*Task description*: Return the entries in their entirety, precisely as given.

*Recorded data*:
===============

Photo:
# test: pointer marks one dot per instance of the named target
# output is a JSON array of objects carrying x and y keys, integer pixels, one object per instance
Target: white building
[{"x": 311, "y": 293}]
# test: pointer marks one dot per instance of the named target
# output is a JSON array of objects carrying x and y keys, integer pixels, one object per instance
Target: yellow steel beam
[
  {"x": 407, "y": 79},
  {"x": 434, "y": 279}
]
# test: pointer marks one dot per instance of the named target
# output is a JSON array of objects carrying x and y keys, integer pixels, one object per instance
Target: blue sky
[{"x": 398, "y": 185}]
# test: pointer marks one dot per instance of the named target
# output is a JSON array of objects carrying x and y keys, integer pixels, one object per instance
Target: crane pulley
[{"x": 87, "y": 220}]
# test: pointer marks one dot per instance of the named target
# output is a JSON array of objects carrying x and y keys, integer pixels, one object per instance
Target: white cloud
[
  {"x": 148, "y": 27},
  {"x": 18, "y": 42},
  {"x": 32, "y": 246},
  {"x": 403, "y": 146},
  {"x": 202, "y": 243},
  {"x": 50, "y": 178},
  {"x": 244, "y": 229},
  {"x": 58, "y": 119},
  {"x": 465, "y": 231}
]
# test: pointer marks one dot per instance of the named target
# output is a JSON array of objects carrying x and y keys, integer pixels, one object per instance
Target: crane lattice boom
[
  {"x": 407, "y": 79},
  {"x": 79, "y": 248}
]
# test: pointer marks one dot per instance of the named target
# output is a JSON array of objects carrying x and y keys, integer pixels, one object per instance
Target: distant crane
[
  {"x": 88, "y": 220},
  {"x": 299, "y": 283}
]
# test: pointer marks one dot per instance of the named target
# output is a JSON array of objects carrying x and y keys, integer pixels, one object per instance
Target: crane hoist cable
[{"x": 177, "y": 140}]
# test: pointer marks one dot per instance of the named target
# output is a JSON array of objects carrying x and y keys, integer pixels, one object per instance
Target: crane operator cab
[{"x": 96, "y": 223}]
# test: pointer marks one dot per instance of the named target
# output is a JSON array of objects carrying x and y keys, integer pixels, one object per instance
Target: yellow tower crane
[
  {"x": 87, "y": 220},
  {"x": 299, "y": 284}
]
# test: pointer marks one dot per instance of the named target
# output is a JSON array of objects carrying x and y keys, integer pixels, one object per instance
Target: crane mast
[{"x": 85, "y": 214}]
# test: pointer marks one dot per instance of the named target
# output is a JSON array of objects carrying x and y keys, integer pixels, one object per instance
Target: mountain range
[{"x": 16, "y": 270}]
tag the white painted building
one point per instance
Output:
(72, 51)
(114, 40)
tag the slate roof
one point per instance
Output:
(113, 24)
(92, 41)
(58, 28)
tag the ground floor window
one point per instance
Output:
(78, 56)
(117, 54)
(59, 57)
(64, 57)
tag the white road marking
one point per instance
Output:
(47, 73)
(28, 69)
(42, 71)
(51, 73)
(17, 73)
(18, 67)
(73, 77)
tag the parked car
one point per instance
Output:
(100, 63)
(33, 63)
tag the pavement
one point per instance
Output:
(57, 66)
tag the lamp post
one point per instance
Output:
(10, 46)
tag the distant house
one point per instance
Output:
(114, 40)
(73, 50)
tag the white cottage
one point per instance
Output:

===============

*Your response*:
Photo:
# test: pointer marks one dot per instance of the named target
# output is a JSON array of objects carrying x and y keys, integer pixels, one object per instance
Target: white building
[{"x": 311, "y": 293}]
# test: pointer marks one dot per instance of the named target
# output is a JSON array of objects carrying x and y keys, integer pixels, one object per instance
Target: yellow steel beam
[
  {"x": 407, "y": 79},
  {"x": 434, "y": 279}
]
# test: pointer marks one dot per instance of the named target
# output is a JSON array of objects carrying x and y keys, integer pixels, one object per instance
Target: blue sky
[{"x": 398, "y": 185}]
# test: pointer marks one dot per instance of the named target
# output is a JSON array of objects carrying x and y keys, integer pixels, one object per instance
Target: crane pulley
[{"x": 87, "y": 220}]
# test: pointer marks one dot per instance of the named target
# output is a JSON array of objects carrying x and y keys, integer pixels, one object per instance
Target: white cloud
[
  {"x": 148, "y": 27},
  {"x": 18, "y": 42},
  {"x": 32, "y": 246},
  {"x": 403, "y": 146},
  {"x": 202, "y": 243},
  {"x": 50, "y": 178},
  {"x": 244, "y": 229},
  {"x": 58, "y": 119},
  {"x": 465, "y": 231}
]
# test: pointer marks one dot per instance of the named target
# output is a JSON array of objects carrying x and y keys, integer pixels, one object per instance
Target: crane lattice boom
[
  {"x": 407, "y": 79},
  {"x": 79, "y": 248}
]
# test: pointer marks one dot per instance of the named target
# output is a JSON array of objects carrying x and y keys, integer pixels, one object per instance
Target: distant crane
[
  {"x": 88, "y": 220},
  {"x": 299, "y": 283}
]
# test: pointer marks one dot per instance of the named target
# output is a JSON array of objects carrying x and y keys, integer pixels, one object per instance
Target: crane hoist cable
[{"x": 177, "y": 140}]
# test: pointer marks one dot per instance of the named target
# output is a JSON array of objects carrying x and y keys, integer pixels, one object per instance
Target: crane operator cab
[{"x": 96, "y": 223}]
# test: pointer marks one dot per instance of the named target
# output is a JSON array of objects carrying x and y keys, integer pixels, one object per instance
Target: yellow tower crane
[
  {"x": 87, "y": 220},
  {"x": 299, "y": 284}
]
# test: pointer marks one dot per instance of the named target
# output is a JSON array of objects carrying x and y keys, integer pixels, one object per instance
Target: crane mast
[{"x": 85, "y": 214}]
# test: pointer marks one dot per instance of the named target
# output is a JSON array of objects carrying x and y keys, integer pixels, one object per instance
Target: mountain range
[{"x": 16, "y": 270}]
tag the white painted building
one point per instance
Output:
(72, 51)
(114, 40)
tag the slate roof
one point per instance
Output:
(113, 24)
(92, 41)
(58, 28)
tag the ground floor window
one point per instance
Output:
(78, 56)
(117, 54)
(59, 57)
(64, 57)
tag the white road marking
one point per instance
Output:
(47, 73)
(28, 69)
(42, 71)
(51, 73)
(17, 73)
(18, 67)
(73, 77)
tag the parked car
one point per instance
Output:
(100, 63)
(33, 63)
tag the pavement
one point per instance
Output:
(57, 66)
tag the lamp post
one point per instance
Output:
(10, 46)
tag the distant house
one point per instance
Output:
(114, 40)
(73, 50)
tag the white cottage
one point per instance
Output:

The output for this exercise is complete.